== Excerto de origem ==

Nos termos do Artº 23 nº3 do C. Penal, “a tentativa não é punível quando for manifesta a inaptidão do meio empregado pelo agente", ou seja, a tentativa não é punível quando o meio utilizado for de forma evidente e objectiva inadequado à produção do resultado, pois que, em tais casos nem em termos abstractos o bem jurídico protegido pela incriminação é posto em causa.
De acordo com o acórdão do STJ de 07/01/98: "I- A inidoneidade do meio pode ser absoluta ou relativa. A primeira existe quando o meio for, por natureza, inapto para produzir o resultado. A segunda verifica-se quando, sendo o meio em si mesmo, idóneo ou apto, se torna inapto para produzir o resultado. II- Ao exigir-se, no n.º 3 do art. 23° do CP, que a inaptidão do meio seja manifesta, para que a tentativa não seja punível tem-se em vista a inidoneidade absoluta". (No mesmo sentido, vide Ac. STJ de 12-4-2000, SASTJ, n.º 40, pág. 47, e Ac. STJ de 1-6-2000, SASTJ, n.° 42, pág. 61).
Assim sendo, a punibilidade da tentativa impossível depende da evidência ou não da impossibilidade do meio para produzir o resultado, sendo que a tal determinação preside um critério objectivo – saber se do ponto de vista de um homem médio, colocado na posição dos intervenientes na acção em apreço (agente e vítima), a inadequação do meio era visível, ou seja, se segundo as regras da experiência, observando a conduta do agente e considerando as demais circunstâncias concretas, inclusive tendo em conta os especiais conhecimentos do agente, se poderia concluir, de forma evidente, pela impossibilidade do meio para produzir o resultado – juízo de prognose póstuma ex ante.

===

Tarefa proposta 1 :: Indique quantas linhas da listagem abaixo contêm a palavra "carved". Responda apenas com o número.

== Dados armazenados ==

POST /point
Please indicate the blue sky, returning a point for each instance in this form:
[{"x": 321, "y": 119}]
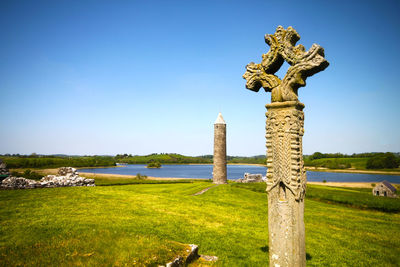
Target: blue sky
[{"x": 140, "y": 77}]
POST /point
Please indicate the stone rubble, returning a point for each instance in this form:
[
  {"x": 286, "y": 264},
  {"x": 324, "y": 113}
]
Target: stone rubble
[
  {"x": 67, "y": 176},
  {"x": 251, "y": 178}
]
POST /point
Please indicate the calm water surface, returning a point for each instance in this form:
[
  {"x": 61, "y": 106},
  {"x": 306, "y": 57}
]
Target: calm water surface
[{"x": 236, "y": 172}]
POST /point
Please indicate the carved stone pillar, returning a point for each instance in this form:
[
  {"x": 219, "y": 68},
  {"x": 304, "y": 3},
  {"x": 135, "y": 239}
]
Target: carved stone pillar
[
  {"x": 286, "y": 183},
  {"x": 219, "y": 169},
  {"x": 286, "y": 178}
]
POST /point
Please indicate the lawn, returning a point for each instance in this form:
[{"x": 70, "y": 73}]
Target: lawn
[{"x": 147, "y": 225}]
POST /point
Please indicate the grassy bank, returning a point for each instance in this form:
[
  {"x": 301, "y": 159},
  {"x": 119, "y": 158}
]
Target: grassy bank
[{"x": 146, "y": 224}]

===

Tarefa proposta 2 :: Prossiga o texto sobre a punibilidade da tentativa impossível, retomando-o logo após a última frase apresentada.

Resultado 1 :: 2

Resultado 2 ::
Como sublinha Maia Gonçalves, in Código Penal anotado, 16.ª ed., pág. 125/126, "... a inidoneidade do meio ou carência do objecto, salvo nos casos em que são manifestas, não constituem obstáculo à existência de tentativa". Mais acrescenta, acerca do disposto no Artº 23 nº3, “…(a tentativa não é punível quando for manifesta a inaptidão do meio empregado pelo agente ou a inexistência do objecto essencial à consumação do crime) que "a substituição de aparentes por manifesta, efectuada após discussão na comissão revisora, visou significar que a inidoneidade do meio ou a carência do objecto não devem ser aferidas através daquilo que o agente representa, mas sim através das regras da experiência comum ou da causalidade adequada, portanto objectivamente, segundo o critério da generalidade das pessoas.
Na denominada tentativa impossível, através dos actos de execução praticados, o agente cria um perigo objectivo, embora aparente, que desencadeia ou pode desencadear alarme ou intranquilidade na comunidade e é isso que lhe confere dignidade punitiva.
A punição da tentativa impossível depende, nos termos do nº3 do Artº 23 do C. Penal, da inexistência do objecto essencial à consumação do crime ou da inaptidão do meio utilizado pelo agente serem manifestas, à data da prática do facto ilícito.
Como refere Paulo Pinto de Albuquerque, in Comentário do Código Penal, Universidade Católica Editora, 2008, pág. 113, o sistema penal prevê a punição da tentativa impossível quando, segundo um juízo ex ante, de prognose póstuma, existir um bem jurídico em perigo e o meio usado pelo agente for apto para o atingir, fazendo relevar o desvalor da acção em virtude do abalo causado na confiança da comunidade.
Este conceito de manifesto é, então, sinónimo de claro, ostensivo, público ou evidente, não para o agente, mas para a generalidade das pessoas, posto que o primeiro tem que estar convencido da idoneidade do meio, sem o que não é possível imputar-lhe a intenção de cometer o crime; sendo assim, este juízo sobre a aptidão ou inaptidão do meio é um juízo objectivo.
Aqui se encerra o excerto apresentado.